> [Exercise prompt]: Copy the data below word for word, starting with the line that contains "Cam-trap alert: motion was detected. Identify brown" and ending with the line that contains "597, 402, 644, 424", both lines included.

> [Entries shown]:

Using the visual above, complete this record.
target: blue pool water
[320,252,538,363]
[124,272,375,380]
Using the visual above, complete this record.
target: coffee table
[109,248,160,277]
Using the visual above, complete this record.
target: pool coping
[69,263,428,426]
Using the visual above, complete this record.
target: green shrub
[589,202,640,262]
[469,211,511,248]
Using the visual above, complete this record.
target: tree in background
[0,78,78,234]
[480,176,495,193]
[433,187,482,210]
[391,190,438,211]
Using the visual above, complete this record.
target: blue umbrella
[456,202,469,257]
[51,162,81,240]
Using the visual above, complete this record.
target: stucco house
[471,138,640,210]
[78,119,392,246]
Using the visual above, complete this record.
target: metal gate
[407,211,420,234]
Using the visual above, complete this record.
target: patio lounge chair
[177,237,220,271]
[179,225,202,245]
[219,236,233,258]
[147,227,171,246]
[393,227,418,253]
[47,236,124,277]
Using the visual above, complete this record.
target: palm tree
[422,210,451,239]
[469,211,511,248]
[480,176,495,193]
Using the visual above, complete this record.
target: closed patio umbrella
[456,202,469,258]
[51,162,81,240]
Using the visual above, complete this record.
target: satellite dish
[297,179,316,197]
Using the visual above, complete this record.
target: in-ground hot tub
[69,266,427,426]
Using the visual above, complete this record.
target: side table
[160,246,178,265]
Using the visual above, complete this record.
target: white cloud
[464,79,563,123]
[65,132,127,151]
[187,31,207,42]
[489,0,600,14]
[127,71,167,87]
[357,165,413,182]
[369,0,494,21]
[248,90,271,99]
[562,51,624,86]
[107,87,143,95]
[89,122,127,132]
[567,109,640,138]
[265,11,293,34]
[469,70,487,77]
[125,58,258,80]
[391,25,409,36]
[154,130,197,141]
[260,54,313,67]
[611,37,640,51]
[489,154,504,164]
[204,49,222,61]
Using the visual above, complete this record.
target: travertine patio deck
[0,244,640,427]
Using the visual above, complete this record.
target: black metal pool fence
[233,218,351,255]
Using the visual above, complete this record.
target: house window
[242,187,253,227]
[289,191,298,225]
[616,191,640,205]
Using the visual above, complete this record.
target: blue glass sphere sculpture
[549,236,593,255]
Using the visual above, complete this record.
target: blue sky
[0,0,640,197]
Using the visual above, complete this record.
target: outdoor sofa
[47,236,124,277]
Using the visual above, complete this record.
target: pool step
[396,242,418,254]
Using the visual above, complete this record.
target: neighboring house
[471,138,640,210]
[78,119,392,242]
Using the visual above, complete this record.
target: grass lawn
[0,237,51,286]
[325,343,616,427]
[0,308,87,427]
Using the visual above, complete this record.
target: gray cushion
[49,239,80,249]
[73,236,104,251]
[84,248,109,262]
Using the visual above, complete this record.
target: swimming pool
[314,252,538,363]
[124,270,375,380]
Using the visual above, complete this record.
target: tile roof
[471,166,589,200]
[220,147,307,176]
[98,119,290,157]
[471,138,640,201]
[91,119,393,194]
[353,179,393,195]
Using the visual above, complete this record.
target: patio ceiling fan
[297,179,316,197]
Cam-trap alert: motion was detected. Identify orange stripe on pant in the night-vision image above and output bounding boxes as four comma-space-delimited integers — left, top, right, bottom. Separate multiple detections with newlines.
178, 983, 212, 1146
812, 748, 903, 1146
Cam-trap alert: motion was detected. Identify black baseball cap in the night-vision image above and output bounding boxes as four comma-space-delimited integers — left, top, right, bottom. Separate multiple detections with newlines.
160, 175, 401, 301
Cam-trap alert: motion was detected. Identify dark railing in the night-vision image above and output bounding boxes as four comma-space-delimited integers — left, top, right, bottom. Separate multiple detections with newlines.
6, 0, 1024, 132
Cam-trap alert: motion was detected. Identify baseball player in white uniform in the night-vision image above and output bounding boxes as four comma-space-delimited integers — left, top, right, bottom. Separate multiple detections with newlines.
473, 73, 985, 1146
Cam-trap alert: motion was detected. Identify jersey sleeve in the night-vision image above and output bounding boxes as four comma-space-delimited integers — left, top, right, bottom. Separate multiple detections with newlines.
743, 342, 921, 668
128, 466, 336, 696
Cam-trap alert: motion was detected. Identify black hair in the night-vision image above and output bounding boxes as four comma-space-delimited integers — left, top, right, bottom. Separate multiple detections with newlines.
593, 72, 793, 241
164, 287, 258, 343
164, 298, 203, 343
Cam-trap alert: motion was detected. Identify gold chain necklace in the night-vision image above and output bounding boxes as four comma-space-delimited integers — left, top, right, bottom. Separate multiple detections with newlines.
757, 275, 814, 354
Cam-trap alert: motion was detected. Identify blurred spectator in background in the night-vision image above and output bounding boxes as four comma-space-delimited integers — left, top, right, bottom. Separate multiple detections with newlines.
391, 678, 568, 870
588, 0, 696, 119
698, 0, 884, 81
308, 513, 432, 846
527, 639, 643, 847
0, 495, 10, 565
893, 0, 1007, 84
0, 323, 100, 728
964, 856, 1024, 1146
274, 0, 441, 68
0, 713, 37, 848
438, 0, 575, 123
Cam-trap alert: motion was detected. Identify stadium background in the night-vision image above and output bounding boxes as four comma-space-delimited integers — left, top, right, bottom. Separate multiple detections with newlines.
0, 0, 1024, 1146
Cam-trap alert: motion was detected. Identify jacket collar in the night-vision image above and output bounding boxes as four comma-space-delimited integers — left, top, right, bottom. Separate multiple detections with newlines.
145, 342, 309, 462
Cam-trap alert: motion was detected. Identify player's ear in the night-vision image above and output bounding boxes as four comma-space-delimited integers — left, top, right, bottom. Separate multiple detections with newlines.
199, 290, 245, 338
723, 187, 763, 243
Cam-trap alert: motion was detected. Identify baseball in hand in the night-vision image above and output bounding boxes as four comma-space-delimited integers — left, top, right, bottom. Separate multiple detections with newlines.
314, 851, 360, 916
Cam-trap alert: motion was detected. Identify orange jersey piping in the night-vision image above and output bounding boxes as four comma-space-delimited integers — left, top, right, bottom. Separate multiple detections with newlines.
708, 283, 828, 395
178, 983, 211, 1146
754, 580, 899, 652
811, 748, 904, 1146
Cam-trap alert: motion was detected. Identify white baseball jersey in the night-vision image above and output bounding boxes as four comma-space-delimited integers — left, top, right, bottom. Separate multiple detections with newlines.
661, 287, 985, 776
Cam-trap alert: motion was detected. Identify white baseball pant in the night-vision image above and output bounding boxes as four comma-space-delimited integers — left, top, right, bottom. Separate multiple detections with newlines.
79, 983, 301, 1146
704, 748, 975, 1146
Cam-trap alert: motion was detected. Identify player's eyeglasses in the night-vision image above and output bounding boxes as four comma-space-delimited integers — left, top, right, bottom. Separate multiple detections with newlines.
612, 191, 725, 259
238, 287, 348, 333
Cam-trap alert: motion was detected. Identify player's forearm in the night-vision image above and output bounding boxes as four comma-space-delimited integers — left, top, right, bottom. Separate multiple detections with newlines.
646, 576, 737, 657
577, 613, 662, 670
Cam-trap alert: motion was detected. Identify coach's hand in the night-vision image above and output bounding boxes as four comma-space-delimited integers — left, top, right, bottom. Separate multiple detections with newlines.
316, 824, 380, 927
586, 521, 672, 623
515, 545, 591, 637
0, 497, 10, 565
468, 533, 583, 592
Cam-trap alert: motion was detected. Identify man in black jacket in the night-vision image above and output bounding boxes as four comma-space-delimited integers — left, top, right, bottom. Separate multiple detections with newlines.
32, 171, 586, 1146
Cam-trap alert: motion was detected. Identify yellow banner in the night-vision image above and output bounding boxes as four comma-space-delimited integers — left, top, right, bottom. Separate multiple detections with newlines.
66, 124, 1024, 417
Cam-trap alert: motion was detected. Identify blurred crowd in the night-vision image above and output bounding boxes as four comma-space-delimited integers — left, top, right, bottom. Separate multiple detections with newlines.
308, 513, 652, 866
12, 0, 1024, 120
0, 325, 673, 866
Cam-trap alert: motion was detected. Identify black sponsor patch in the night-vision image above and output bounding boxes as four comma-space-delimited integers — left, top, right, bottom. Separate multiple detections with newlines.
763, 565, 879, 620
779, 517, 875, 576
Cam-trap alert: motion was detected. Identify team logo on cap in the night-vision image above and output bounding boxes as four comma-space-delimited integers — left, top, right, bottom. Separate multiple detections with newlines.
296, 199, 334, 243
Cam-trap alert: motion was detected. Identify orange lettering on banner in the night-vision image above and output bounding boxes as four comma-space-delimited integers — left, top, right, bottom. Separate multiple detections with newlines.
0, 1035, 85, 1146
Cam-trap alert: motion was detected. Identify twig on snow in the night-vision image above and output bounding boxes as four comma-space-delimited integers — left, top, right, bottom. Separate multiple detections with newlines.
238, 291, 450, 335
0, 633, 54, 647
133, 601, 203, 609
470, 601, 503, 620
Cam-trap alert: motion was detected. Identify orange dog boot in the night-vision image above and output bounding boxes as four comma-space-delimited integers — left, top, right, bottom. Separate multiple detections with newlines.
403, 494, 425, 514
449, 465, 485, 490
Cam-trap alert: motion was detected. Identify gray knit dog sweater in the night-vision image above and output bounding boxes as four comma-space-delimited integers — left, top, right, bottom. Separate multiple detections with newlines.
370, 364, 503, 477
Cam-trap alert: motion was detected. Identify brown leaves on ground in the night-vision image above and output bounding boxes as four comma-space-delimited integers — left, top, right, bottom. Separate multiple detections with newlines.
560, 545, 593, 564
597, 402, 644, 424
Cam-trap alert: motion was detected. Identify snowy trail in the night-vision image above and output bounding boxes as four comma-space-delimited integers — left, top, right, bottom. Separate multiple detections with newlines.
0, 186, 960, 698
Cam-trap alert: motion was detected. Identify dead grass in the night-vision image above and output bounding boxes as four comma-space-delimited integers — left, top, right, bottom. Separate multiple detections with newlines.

> [Answer for the task]:
Cam-trap alert: motion was detected. Identify brown leaves on ground in the night-vision image above and output bounding boxes as four comma-space-delimited integers — left, top, right, bottom. Separate multiple detections with newlines.
560, 545, 593, 564
597, 402, 644, 424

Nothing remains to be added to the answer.